* [Your tasks]
[1] Reproduce the passage of the Polari interview from "PAUL BAKER: Again, another" up to and including "versus the theatre.".
[2] Answer these questions using the Polari interview.
(a) What estimate is given for the number of people who knew Polari?
(b) About how many shared words did all of the people interviewed know?
(c) About how many words does the collected dictionary contain?

* [Page]
▼

HZ: And yet that's so difficult, because presumably there wasn't like a dictionary.
PAUL BAKER: No!
HZ: Or a textbook to learn it. It seems amazing to me that people learn such an extensive amount just from personal interactions.
PAUL BAKER: Yeah, yeah.
HZ: How many people knew Polari?
PAUL BAKER: It's really hard. There wasn't a census-taking. I've tried to estimate, based upon projections, so thinking about how many people were in the UK in, say, the early 1960s; how many of those would've been adults, so you've got a subset of those; and then how many of those would be on some kind of LGBT spectrum or cline; how many of those would be would have felt comfortable enough to actually be out, and then how many of those would have been comfortable enough to actually meet other gay people in the places where Polari may have been spoken in larger cities and groups; and then you get down to people who may have known it but not used it, because if you're using it, you were definitely indexing a quite camp identity that not everybody wanted to be part of.
HZ: Or even knew that they could be part of.
PAUL BAKER: Yeah. Yeah, or knew that they could. So it's going down and down and down, and you're getting to maybe the low tens of thousands I think.
HZ: Was it just used by gay men or was it used by lesbians and queer people?
PAUL BAKER: I think gay men were at the centre of it. And not every gay men used it, it was men who were more likely to be working class, in certain types of professions, and probably had a more camp way of presenting themselves. Possibly men who would now define as maybe genderqueer or non-binary would use it. Women did use it, but often I think they would use it if they had friendship networks that included those kinds of men in it. And that could include straight and gay women as well. But I don't think they were maybe the central users unless they had friends who were these kinds of men.
HZ: Do you have any idea of approximately the size of the lexicon?
PAUL BAKER: Again, another interesting complicated question that doesn't have an easy answer. I think of the people I interviewed, there were some shared words, maybe about 20 to 30 shared words that they all knew. And then there were words that maybe only a few people knew, because obviously everyone was using it on their own terms and in their own friendship groups and they were adding new words to all the time and developing words. So the dictionary that I collected has about 400 words in it. But I think it's very unlikely that any of the speakers would have known all of those words. The dictionary is more like digging down in the earth and seeing layers of words, on top of layer after layer, at different time periods or different places or different social groups, associated with different occupations, such as being in the Navy versus the theatre.
HZ: Is there much in writing?

▲

* [Supplied records]
▼

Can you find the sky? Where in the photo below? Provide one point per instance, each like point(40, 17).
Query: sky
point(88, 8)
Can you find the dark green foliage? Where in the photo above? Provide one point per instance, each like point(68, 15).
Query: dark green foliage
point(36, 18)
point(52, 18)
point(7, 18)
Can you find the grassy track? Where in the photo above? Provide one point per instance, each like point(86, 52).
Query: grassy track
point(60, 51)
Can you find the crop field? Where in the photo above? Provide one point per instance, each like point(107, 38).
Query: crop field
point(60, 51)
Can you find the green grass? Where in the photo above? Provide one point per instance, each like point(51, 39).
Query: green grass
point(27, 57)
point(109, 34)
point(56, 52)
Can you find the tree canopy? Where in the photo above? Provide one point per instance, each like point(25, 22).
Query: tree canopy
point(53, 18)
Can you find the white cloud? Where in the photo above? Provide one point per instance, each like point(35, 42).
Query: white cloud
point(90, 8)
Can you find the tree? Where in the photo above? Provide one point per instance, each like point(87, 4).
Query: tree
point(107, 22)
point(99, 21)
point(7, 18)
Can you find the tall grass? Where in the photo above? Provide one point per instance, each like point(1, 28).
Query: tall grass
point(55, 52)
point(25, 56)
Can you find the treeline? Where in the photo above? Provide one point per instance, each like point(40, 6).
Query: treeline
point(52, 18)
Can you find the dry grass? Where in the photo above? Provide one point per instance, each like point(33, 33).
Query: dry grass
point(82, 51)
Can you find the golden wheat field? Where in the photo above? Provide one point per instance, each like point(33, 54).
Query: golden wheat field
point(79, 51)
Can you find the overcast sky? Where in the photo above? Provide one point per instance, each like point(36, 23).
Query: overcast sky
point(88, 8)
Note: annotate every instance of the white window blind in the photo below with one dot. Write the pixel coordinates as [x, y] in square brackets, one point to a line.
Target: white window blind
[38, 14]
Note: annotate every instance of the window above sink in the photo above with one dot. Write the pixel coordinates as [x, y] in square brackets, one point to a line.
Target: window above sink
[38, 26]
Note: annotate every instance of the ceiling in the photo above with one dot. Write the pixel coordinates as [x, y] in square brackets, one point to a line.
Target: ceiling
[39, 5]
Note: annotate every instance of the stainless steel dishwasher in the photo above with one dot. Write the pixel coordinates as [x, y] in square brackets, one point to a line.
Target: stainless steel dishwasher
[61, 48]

▲

* [Complete answers]
[1]
PAUL BAKER: Again, another interesting complicated question that doesn't have an easy answer. I think of the people I interviewed, there were some shared words, maybe about 20 to 30 shared words that they all knew. And then there were words that maybe only a few people knew, because obviously everyone was using it on their own terms and in their own friendship groups and they were adding new words to all the time and developing words. So the dictionary that I collected has about 400 words in it. But I think it's very unlikely that any of the speakers would have known all of those words. The dictionary is more like digging down in the earth and seeing layers of words, on top of layer after layer, at different time periods or different places or different social groups, associated with different occupations, such as being in the Navy versus the theatre.

[2]
(a) Maybe the low tens of thousands.
(b) About 20 to 30 words.
(c) About 400 words.